_PROVIDED ENTRIES_
★ ★ ★ ★ ★

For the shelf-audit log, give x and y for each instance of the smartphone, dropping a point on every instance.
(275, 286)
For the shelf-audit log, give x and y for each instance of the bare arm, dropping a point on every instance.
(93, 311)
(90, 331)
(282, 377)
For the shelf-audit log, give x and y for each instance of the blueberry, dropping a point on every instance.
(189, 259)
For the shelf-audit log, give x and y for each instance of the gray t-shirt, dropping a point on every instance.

★ ★ ★ ★ ★

_WORK TASK_
Retype all the records above without changing a word.

_OUTPUT FOR THIS EXERCISE_
For the shelf-audit log, give x and y for each instance of the smartphone, dropping a point on every instance.
(275, 286)
For the shelf-audit log, give x and y for each instance of the bare arm, dropping a point on every instance.
(93, 311)
(90, 331)
(282, 377)
For the shelf-audit log, give x and y for each instance of the blueberry, dropping a point on every instance.
(189, 259)
For the shelf-audit log, give x and y for each instance of the gray t-shirt, dropping a point on every instance.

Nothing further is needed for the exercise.